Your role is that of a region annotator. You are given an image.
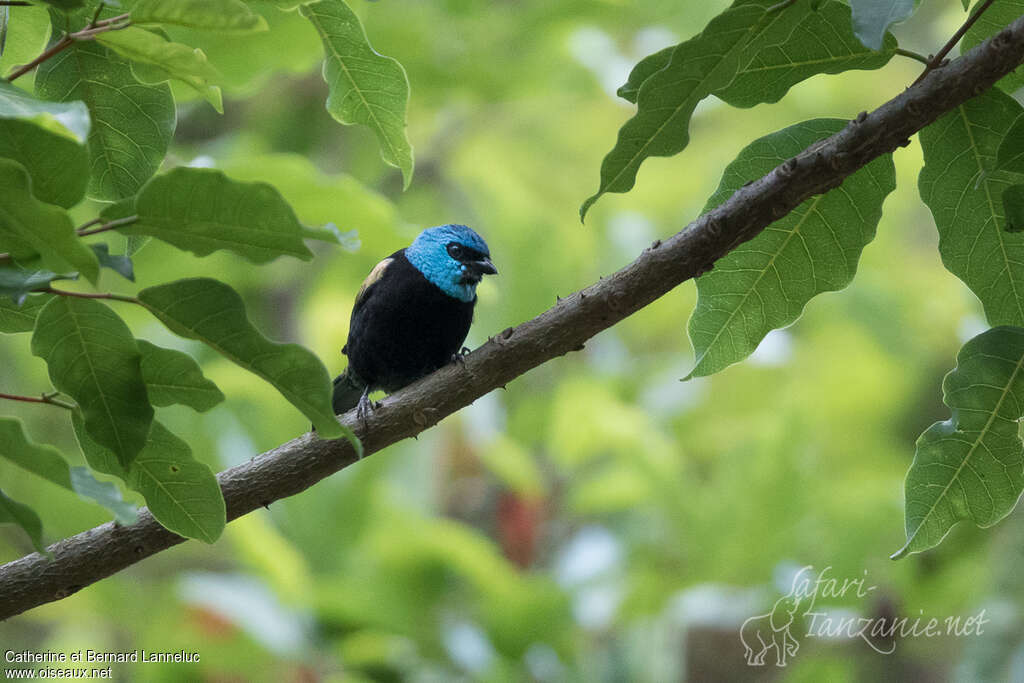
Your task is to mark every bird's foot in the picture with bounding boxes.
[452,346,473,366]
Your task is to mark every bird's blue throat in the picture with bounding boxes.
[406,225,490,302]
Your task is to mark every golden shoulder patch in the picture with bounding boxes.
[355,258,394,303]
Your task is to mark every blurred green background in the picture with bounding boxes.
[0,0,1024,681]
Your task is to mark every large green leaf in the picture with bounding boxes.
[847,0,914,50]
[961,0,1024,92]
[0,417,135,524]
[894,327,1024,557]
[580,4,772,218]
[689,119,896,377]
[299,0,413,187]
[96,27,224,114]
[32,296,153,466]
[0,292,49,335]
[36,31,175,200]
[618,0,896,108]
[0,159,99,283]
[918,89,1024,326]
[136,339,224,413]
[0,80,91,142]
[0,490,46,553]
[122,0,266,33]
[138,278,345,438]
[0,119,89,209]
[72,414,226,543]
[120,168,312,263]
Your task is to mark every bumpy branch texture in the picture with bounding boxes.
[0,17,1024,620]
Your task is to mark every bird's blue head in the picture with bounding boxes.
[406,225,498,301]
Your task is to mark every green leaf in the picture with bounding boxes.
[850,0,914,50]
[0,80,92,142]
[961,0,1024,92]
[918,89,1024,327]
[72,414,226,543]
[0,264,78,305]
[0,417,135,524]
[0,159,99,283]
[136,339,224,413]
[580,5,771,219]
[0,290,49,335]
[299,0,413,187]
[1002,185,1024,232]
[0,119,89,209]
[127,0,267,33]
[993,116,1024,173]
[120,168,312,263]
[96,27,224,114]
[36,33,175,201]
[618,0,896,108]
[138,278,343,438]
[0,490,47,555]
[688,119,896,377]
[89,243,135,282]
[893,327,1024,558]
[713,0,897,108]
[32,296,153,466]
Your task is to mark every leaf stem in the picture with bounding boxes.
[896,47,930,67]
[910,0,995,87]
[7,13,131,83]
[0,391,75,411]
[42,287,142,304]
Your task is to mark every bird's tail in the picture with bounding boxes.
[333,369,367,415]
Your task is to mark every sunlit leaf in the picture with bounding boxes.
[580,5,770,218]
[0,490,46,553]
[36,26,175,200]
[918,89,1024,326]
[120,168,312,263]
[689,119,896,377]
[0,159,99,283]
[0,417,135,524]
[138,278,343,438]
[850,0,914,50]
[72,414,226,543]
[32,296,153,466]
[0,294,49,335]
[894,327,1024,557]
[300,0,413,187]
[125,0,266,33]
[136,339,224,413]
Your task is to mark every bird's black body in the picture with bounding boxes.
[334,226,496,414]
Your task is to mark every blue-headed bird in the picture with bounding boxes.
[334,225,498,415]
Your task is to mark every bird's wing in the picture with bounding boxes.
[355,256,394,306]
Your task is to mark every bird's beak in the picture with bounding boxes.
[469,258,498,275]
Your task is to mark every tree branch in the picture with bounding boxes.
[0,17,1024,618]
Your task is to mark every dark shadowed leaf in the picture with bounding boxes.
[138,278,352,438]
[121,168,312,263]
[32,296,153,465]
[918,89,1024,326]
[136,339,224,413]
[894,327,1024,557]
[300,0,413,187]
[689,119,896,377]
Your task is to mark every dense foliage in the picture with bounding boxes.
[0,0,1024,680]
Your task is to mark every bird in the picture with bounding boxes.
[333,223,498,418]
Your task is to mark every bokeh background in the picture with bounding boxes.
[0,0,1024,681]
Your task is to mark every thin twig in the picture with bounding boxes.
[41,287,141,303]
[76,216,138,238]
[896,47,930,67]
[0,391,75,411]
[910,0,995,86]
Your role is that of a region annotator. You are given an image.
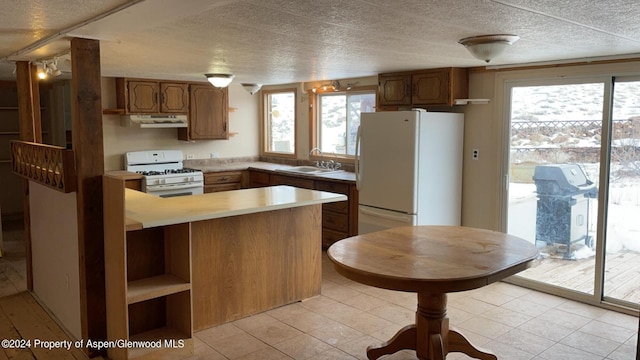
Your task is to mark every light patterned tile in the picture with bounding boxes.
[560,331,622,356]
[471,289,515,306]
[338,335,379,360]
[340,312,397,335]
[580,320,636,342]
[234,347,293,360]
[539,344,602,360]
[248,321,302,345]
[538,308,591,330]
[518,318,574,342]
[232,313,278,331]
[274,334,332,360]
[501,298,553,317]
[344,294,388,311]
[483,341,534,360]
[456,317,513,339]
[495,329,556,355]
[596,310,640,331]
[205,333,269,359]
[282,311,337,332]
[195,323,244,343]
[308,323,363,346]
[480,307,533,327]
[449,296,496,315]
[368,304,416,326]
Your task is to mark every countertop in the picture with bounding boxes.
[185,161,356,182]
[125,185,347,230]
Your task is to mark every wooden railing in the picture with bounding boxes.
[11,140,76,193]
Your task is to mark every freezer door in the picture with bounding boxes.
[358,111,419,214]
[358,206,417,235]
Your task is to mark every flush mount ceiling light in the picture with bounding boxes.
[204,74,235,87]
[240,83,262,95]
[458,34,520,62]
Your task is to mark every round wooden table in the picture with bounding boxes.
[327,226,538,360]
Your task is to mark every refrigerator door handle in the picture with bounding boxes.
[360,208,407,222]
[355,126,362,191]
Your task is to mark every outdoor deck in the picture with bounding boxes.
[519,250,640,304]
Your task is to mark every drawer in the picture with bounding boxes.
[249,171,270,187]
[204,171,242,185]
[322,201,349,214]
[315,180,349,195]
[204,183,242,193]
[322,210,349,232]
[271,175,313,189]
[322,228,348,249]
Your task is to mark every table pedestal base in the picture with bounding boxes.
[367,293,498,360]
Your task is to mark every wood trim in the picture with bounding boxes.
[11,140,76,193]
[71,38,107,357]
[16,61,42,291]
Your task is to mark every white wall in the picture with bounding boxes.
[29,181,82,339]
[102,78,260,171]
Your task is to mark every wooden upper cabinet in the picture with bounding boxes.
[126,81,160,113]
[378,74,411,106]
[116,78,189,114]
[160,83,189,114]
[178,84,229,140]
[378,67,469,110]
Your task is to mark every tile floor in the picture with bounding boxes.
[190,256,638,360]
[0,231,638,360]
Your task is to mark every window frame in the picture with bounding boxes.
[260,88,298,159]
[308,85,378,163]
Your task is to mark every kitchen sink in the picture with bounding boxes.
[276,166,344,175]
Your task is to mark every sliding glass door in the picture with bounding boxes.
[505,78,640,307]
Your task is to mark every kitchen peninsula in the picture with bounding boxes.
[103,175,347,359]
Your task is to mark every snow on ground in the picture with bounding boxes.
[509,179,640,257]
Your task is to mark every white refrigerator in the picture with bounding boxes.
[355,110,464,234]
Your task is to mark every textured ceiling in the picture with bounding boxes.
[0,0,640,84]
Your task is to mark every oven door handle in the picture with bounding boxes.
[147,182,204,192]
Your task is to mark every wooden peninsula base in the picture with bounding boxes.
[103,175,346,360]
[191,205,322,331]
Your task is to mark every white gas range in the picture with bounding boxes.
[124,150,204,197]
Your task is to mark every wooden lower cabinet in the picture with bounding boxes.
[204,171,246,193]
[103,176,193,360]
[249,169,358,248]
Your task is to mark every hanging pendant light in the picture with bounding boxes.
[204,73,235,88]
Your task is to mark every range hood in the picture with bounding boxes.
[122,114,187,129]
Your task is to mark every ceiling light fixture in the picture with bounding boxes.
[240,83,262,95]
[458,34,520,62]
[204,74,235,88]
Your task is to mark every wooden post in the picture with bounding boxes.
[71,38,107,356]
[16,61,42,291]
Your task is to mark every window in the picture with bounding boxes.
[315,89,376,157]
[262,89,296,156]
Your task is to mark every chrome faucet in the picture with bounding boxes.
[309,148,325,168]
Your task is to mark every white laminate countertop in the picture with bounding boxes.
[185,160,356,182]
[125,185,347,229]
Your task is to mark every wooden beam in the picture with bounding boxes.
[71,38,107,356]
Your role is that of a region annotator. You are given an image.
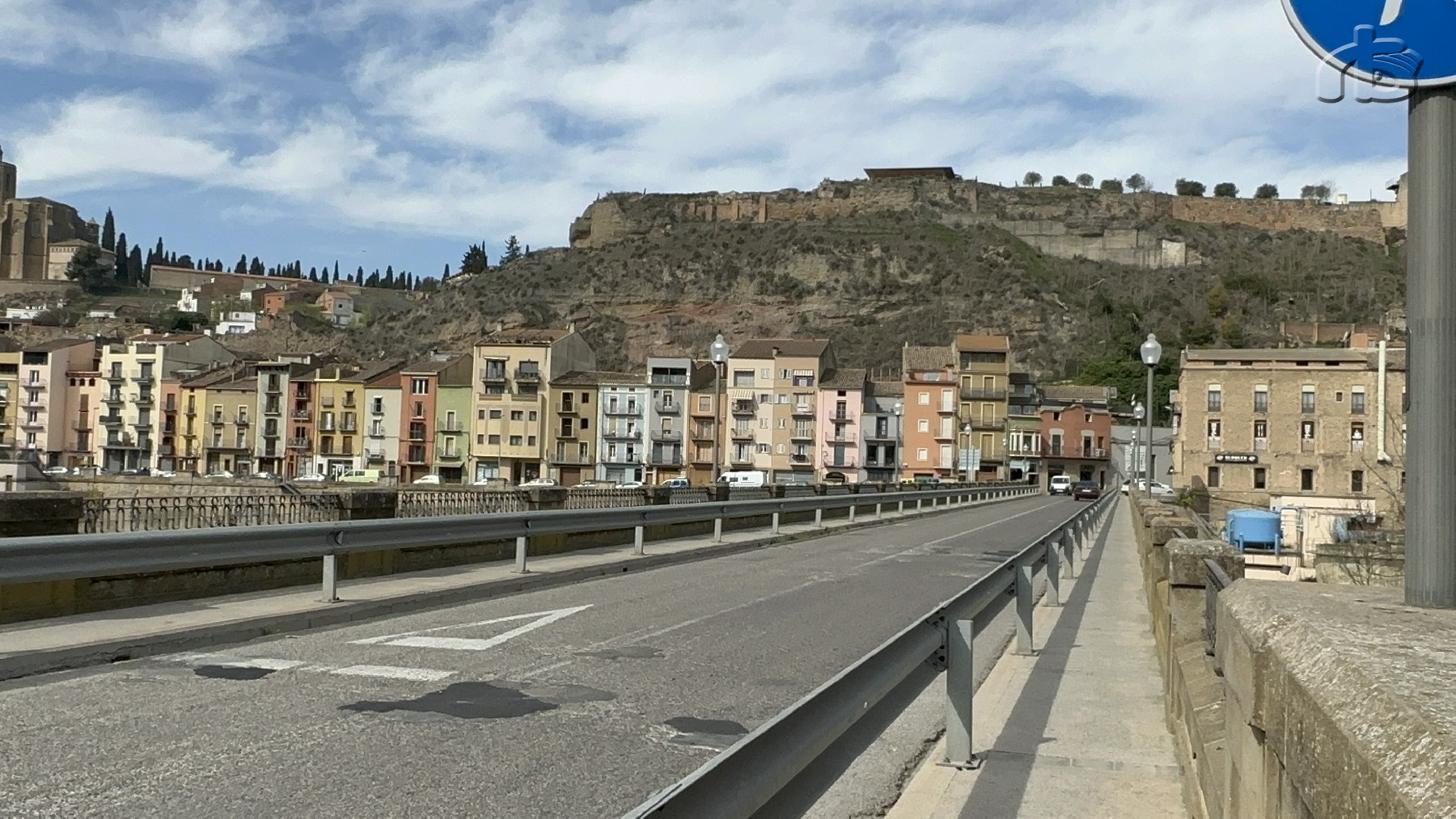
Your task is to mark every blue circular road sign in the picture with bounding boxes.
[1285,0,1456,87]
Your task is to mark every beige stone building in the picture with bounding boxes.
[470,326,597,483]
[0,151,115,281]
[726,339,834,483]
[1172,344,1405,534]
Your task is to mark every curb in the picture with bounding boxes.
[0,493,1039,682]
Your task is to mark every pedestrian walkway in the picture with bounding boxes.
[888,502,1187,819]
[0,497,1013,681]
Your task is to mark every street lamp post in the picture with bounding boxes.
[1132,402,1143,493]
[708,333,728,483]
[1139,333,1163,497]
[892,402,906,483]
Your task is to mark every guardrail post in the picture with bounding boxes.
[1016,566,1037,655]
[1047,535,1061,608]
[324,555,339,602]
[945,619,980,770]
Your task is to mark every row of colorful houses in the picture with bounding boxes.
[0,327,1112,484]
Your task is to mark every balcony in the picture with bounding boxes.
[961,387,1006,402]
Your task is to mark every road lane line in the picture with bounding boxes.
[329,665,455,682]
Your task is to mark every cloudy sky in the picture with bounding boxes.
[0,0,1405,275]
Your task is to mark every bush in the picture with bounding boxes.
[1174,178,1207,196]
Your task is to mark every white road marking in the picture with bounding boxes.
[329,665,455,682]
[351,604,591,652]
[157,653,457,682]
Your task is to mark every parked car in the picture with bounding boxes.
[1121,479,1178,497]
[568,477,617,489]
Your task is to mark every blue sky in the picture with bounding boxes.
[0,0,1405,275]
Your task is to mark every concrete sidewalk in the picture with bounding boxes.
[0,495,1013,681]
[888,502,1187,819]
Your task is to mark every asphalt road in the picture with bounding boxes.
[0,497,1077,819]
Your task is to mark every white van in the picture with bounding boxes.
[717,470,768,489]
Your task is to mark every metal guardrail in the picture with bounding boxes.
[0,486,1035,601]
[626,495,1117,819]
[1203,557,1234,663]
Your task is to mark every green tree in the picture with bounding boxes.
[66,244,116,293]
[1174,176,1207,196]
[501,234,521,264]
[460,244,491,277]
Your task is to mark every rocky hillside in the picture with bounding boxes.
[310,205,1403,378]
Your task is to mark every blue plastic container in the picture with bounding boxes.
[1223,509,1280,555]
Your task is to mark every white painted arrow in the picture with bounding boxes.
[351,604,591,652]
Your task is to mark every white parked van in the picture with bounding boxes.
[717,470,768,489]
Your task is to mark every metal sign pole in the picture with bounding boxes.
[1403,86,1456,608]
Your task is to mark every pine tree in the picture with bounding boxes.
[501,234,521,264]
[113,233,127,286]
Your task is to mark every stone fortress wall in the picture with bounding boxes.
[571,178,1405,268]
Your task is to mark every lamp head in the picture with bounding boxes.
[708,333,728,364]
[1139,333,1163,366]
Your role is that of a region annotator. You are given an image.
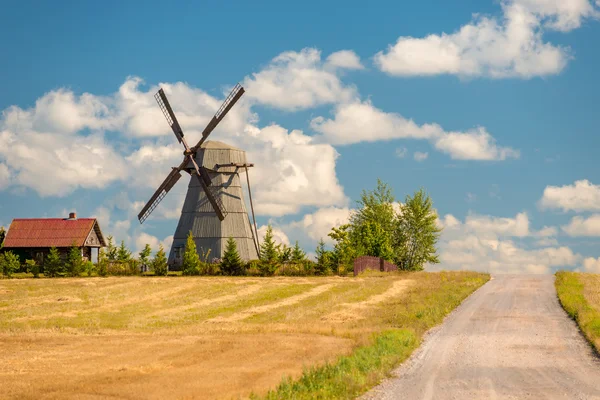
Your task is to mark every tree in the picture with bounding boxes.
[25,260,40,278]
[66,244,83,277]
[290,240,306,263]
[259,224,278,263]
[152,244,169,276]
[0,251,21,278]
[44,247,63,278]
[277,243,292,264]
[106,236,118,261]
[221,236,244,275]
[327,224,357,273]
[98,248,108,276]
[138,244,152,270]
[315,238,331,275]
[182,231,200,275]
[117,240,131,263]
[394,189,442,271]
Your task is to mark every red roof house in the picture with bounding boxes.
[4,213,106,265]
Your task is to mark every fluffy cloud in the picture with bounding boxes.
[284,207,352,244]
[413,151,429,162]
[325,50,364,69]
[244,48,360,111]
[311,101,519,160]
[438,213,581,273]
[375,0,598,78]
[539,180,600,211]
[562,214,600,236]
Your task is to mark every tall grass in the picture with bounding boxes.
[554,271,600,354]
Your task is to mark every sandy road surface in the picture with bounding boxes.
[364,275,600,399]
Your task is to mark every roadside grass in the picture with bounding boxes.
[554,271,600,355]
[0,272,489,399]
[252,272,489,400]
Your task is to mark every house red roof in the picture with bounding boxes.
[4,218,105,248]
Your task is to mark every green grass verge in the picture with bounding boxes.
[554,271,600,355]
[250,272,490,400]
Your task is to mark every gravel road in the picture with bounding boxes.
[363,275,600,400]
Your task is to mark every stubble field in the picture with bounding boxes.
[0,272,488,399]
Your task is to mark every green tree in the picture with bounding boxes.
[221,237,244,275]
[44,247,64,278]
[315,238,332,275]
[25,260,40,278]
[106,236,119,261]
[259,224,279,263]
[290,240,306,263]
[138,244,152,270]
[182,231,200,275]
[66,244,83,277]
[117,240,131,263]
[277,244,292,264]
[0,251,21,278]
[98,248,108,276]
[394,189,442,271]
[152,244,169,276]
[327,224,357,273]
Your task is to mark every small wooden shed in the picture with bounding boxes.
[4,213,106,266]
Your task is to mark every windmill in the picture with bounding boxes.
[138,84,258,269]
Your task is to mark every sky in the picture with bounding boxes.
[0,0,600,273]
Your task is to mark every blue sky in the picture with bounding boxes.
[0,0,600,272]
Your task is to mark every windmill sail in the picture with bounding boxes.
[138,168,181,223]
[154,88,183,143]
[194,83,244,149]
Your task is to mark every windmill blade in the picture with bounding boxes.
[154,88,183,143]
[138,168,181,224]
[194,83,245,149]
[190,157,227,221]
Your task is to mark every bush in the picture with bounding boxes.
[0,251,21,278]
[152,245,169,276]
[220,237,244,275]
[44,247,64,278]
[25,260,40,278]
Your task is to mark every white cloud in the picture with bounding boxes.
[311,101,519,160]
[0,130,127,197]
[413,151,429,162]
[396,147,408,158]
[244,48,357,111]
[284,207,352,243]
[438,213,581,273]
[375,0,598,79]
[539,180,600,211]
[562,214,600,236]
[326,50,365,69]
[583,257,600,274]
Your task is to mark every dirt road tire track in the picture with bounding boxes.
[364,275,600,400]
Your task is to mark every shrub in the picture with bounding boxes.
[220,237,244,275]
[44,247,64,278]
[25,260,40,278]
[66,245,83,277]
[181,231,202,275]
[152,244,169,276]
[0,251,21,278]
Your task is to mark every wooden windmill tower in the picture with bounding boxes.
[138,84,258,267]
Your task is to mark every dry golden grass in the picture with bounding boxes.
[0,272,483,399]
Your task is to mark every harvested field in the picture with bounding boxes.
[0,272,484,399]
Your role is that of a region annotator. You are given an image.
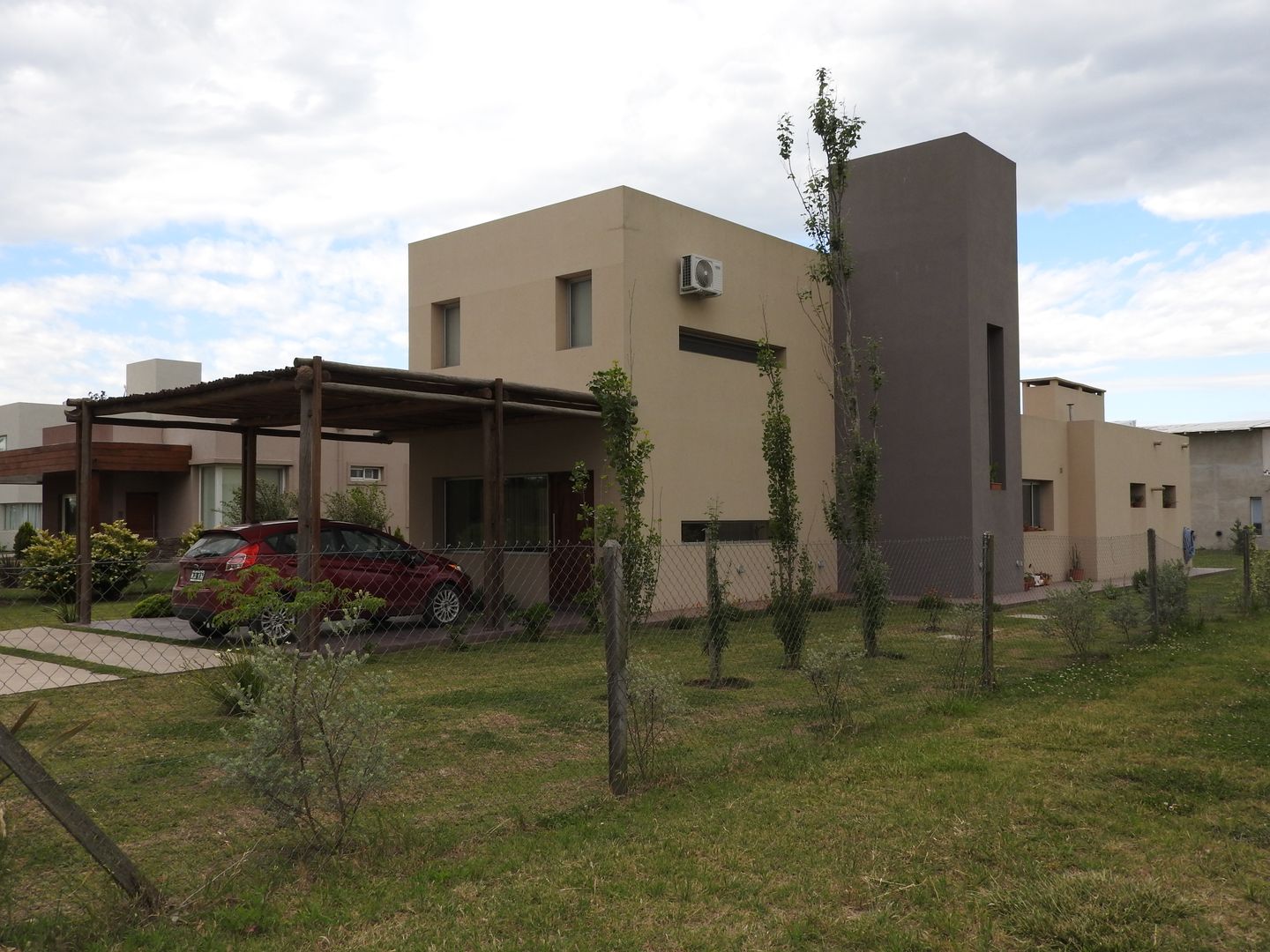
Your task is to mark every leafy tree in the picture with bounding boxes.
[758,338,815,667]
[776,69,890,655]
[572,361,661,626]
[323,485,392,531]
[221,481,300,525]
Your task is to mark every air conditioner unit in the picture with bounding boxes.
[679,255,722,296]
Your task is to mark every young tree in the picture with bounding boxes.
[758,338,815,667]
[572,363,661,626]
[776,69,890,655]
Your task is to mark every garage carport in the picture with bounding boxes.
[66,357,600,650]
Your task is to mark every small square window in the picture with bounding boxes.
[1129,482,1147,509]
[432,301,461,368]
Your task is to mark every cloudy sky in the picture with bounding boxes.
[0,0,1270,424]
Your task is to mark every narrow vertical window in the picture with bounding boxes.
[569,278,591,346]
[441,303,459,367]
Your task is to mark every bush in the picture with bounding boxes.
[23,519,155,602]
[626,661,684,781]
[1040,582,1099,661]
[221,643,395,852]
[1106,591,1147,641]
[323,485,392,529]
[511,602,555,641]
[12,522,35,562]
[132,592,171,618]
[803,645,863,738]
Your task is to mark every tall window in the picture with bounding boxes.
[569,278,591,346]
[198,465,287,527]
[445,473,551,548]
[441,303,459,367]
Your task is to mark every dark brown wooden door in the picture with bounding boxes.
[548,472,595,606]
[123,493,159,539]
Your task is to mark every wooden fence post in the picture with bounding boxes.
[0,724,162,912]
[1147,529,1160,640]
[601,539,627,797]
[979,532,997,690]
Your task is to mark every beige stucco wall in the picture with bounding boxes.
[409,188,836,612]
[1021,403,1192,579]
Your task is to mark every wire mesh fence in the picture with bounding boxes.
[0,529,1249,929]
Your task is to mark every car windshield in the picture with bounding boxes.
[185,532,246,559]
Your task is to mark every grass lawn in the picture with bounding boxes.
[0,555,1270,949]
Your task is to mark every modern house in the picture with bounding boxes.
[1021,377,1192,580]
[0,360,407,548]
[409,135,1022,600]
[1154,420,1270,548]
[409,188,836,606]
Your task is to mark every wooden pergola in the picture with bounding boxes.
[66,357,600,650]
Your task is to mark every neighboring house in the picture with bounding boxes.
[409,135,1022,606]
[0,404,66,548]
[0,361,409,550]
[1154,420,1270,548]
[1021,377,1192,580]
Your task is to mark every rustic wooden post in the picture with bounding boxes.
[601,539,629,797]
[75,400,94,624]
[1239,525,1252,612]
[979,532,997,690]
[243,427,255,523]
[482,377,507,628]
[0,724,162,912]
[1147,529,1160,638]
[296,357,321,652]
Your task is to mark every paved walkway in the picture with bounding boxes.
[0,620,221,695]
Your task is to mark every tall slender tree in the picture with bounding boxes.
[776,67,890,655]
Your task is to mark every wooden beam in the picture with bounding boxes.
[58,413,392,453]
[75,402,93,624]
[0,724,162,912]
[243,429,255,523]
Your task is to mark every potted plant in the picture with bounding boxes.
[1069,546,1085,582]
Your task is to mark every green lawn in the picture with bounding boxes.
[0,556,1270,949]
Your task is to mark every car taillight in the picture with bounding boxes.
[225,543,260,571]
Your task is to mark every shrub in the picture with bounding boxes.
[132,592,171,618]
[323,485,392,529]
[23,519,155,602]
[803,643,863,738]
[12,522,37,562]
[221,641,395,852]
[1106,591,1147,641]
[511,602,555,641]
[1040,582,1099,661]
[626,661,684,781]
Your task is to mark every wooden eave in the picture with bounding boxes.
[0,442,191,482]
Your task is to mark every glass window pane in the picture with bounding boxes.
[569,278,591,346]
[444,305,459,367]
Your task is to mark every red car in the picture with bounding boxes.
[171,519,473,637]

§ TASK BRIEF:
Please identify every line in the data above that contains the word "roof" and copy each one in full. Case counts, so match only that exact capitalization.

§ RESPONSE TO THIS EXERCISE:
Your task is to mark every red roof house in the picture with bounding boxes.
Your task is to mark every house red roof in the picture with bounding boxes.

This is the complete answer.